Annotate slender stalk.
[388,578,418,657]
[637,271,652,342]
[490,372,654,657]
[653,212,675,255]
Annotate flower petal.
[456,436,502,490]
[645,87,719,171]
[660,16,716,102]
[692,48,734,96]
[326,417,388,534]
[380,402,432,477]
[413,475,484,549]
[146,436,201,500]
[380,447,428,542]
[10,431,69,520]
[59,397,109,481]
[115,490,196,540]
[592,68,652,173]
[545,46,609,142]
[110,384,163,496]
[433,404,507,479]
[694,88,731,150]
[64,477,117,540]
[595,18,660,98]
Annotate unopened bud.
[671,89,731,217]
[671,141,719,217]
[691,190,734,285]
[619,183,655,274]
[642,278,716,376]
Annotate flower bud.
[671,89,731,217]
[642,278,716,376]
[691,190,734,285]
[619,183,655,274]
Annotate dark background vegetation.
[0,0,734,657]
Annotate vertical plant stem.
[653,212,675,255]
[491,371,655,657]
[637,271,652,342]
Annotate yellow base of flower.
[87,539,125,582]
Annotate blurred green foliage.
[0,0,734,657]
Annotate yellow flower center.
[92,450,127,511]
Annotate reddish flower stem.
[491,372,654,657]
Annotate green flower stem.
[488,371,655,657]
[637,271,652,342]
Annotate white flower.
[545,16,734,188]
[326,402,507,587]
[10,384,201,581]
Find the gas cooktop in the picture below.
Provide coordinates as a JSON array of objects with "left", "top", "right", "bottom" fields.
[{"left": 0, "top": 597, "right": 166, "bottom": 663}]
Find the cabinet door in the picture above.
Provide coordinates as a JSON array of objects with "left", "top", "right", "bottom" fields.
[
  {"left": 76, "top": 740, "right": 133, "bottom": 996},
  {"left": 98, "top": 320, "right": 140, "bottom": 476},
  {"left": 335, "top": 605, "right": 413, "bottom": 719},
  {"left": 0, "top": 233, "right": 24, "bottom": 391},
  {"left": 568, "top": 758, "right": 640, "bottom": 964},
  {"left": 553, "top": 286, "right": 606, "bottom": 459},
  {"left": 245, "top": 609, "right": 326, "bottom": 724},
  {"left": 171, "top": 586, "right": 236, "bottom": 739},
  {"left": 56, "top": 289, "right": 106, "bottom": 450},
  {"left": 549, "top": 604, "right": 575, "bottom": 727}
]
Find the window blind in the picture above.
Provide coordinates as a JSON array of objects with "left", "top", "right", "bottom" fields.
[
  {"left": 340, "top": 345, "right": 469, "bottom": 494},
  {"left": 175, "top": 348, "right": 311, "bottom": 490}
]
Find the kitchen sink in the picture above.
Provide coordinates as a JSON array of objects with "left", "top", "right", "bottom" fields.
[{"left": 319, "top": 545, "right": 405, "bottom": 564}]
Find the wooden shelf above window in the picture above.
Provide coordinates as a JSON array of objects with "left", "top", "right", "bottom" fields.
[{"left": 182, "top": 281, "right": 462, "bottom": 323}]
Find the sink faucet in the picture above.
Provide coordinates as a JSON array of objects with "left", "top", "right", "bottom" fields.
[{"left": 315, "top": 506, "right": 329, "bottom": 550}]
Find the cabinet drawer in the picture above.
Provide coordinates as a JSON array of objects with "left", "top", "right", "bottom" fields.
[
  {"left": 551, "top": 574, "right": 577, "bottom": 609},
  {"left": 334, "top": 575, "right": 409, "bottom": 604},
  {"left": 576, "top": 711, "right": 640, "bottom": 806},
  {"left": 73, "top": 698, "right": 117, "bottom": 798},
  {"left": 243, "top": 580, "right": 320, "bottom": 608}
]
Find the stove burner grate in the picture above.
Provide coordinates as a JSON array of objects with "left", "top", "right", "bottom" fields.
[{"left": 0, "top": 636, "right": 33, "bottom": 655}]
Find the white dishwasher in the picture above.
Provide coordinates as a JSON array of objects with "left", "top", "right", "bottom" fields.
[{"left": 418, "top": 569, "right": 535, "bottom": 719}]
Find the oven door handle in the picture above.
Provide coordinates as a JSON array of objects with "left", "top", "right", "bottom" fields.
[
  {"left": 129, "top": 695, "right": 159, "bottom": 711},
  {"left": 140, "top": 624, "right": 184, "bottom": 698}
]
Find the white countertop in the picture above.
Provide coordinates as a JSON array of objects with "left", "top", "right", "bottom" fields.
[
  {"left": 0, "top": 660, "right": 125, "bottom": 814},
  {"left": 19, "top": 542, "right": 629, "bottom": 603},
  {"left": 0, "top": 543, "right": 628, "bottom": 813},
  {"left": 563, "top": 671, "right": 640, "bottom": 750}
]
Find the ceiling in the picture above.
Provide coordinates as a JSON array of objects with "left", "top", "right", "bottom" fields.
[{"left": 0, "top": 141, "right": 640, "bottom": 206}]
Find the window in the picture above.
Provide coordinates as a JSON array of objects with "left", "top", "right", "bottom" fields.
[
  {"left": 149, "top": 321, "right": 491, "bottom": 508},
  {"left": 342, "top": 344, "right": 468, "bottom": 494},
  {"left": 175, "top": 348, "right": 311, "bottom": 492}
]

※

THE TASK:
Can you rewrite the data, starting at the very beginning and going through the line with "[92,450,127,511]", so that every "Annotate" becomes "Mark" and nothing else changes? Return only those lines.

TASK RESPONSE:
Mark slender stalk.
[388,578,418,657]
[637,271,652,342]
[490,372,654,657]
[653,212,675,255]
Mark flower petal.
[456,436,502,490]
[645,87,719,171]
[660,16,716,102]
[692,48,734,96]
[326,417,388,534]
[380,402,432,477]
[413,475,484,549]
[146,436,201,500]
[380,447,428,542]
[10,431,69,520]
[59,397,109,481]
[115,490,196,540]
[592,68,652,173]
[545,46,609,142]
[110,384,163,496]
[433,404,507,479]
[694,88,731,150]
[64,477,117,540]
[595,18,660,98]
Mark unopened bud.
[671,89,731,217]
[671,141,719,217]
[691,190,734,285]
[619,183,655,274]
[642,278,716,376]
Mark flower bud.
[671,89,731,217]
[642,278,716,376]
[691,190,734,285]
[619,183,655,274]
Mark dark background vegetation.
[0,0,734,657]
Mark vertical plant stem.
[653,212,675,255]
[491,371,655,657]
[637,271,652,342]
Mark yellow base of flower.
[87,539,125,582]
Mark blurred green foliage.
[0,0,734,657]
Mark yellow flower center.
[92,450,127,511]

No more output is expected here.